═══ Text ═══

Science as knowledge derived from the facts of experience

A widely held commonsense view of science

A popular conception of the distinctive feature of scientific knowledge is captured by the slogan "science is derived from the facts". We will find that much of what is typically taken to be implied by the slogan cannot be defended. Nevertheless, we will find that the slogan is not entirely misguided.

When it is claimed that science is special because it is based on the facts, the facts are presumed to be claims about the world that can be directly established by a careful, unprejudiced use of the senses. Science is to be based on what we can see, hear and touch rather than on personal opinions or speculative imaginings. If observation of the world is carried out in a careful, unprejudiced way then the facts established in this way will constitute a secure, objective basis for science. If, further, the reasoning that takes us from this factual basis to the laws and theories that constitute scientific knowledge is sound, then the resulting knowledge can itself be taken to be securely established and objective.

The above remarks are the bare bones of a familiar story that is reflected in a wide range of literature about science. "Science is a structure built upon facts" writes J. J. Davies (1968, p. 8) in his book on the scientific method, a theme elaborated on by H. D. Anthony (1948, p. 145):

It was not so much the observations and experiments which Galileo made that caused the break with tradition as his attitude to them. For him, the facts based on them were taken as facts, and not related to some preconceived idea ... The .facts of observation might, or might not, fit into an acknowledged scheme of the universe, but the important thing, in Galileo's opinion, was to accept the facts and build the theory to fit them.

═══ Given data ═══

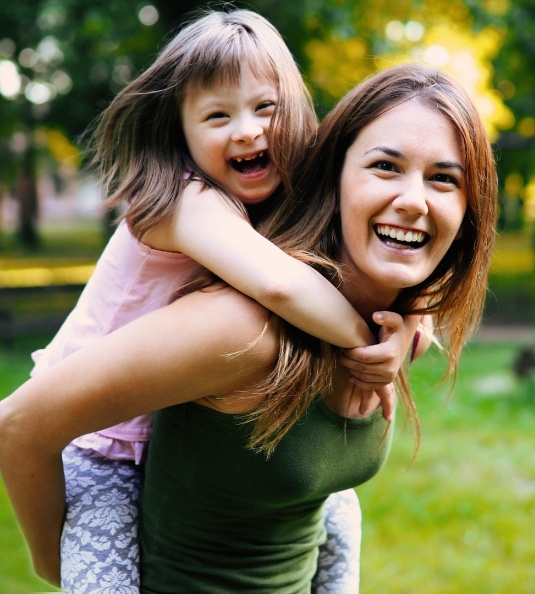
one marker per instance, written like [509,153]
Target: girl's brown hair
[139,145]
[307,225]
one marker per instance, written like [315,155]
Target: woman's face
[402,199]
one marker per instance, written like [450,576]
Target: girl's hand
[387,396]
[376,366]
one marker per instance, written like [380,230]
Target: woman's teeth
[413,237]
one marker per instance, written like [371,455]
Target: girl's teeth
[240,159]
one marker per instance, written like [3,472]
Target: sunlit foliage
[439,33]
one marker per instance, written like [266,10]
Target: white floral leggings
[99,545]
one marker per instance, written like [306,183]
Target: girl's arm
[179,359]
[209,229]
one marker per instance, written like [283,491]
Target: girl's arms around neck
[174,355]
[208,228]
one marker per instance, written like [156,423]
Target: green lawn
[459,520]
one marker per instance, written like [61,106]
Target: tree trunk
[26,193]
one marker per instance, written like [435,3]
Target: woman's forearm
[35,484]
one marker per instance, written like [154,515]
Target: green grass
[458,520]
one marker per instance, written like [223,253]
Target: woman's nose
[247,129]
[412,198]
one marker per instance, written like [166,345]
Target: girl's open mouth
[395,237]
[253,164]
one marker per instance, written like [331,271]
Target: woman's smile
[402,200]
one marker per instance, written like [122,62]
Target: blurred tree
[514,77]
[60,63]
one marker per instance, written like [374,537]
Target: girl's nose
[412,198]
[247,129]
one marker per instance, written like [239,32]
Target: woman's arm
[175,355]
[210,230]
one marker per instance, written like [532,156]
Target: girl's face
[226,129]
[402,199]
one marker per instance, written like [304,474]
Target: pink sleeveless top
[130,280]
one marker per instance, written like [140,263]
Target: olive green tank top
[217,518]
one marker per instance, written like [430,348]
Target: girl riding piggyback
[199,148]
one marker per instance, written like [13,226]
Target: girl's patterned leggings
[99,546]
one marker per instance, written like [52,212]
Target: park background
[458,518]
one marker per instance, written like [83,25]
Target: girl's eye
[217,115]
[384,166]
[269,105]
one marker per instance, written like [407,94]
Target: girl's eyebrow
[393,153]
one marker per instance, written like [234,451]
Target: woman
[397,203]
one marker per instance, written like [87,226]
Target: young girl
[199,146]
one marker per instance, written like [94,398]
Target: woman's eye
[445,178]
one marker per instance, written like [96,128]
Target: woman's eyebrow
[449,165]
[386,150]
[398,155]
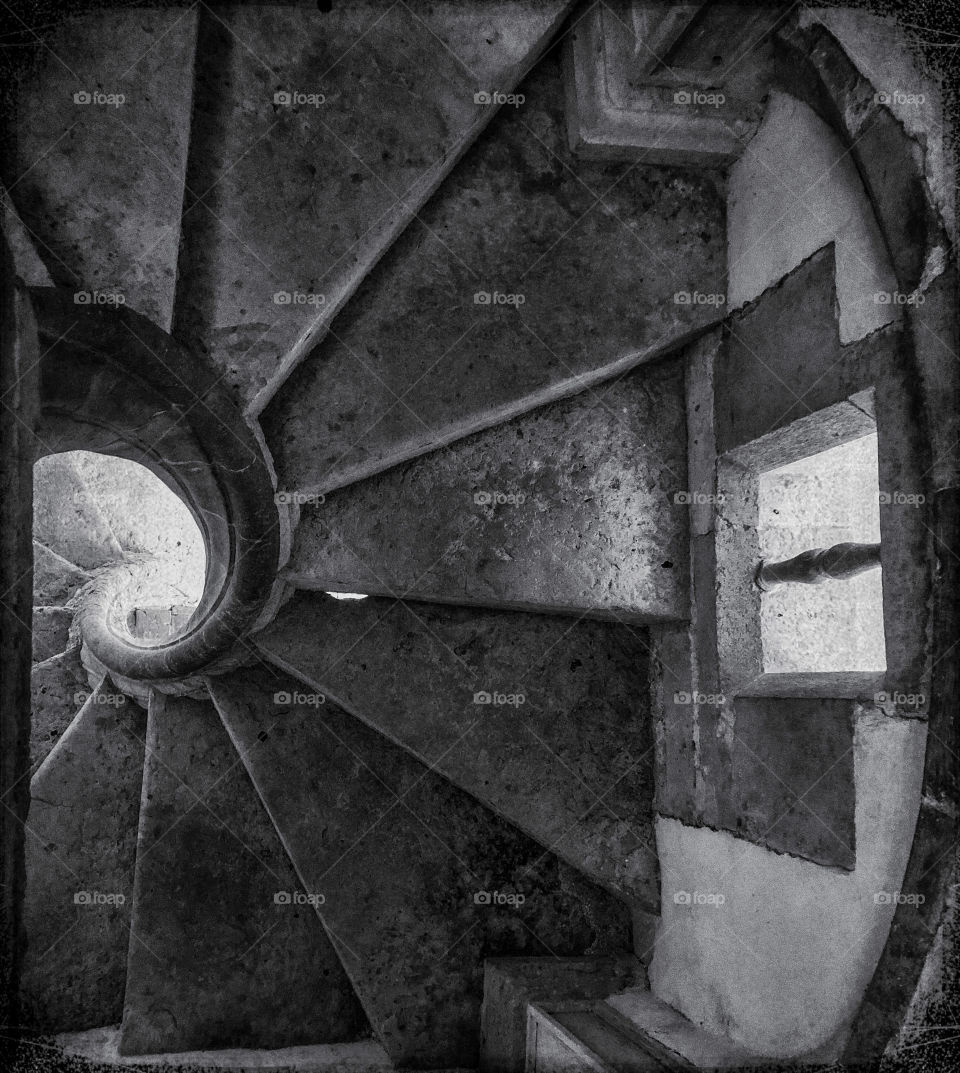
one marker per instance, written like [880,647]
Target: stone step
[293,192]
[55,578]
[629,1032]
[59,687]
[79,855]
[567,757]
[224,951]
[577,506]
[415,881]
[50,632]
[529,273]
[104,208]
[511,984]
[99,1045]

═══
═══ Given data ═══

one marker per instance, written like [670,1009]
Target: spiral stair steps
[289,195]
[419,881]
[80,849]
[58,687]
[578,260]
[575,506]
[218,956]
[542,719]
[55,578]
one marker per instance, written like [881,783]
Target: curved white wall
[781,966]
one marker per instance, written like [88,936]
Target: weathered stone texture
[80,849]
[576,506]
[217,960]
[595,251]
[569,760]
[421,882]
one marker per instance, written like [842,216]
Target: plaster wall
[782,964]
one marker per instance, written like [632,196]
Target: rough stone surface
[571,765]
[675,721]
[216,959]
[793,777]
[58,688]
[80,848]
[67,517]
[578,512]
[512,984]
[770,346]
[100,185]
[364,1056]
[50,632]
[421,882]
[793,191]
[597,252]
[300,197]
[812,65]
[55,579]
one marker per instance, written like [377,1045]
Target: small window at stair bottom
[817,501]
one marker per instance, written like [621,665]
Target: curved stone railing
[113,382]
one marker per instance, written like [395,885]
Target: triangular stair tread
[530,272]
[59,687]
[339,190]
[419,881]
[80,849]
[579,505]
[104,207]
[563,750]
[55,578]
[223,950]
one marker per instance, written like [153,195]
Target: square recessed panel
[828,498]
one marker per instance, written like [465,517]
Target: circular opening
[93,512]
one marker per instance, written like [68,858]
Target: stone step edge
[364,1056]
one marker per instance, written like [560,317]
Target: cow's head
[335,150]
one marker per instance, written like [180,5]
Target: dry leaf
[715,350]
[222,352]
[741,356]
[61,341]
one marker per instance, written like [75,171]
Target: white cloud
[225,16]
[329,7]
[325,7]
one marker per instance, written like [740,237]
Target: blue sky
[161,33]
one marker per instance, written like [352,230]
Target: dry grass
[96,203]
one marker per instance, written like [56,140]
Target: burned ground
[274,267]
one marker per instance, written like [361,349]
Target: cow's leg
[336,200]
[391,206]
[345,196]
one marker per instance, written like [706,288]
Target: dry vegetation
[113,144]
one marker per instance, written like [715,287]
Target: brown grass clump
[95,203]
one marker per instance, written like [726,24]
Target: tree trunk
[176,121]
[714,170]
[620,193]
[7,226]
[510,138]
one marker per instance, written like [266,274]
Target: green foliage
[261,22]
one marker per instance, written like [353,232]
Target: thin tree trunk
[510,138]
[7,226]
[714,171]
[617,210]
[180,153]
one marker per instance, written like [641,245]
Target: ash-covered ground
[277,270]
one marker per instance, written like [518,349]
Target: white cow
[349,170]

═══

_Task_
Turn the paragraph of the text on science and facts that begins "When it is claimed that science is special" into a short list of its main points. You won't need the listing for this.

_Solution to the problem_
- The facts are taken to be claims about the world that careful, unprejudiced use of the senses can establish directly.
- Science should rest on what we can see, hear and touch, not on personal opinion or speculative imagining.
- Facts found through careful, unprejudiced observation form a secure, objective basis for science.
- If the reasoning from those facts to scientific laws and theories is sound, the resulting knowledge is also securely established and objective.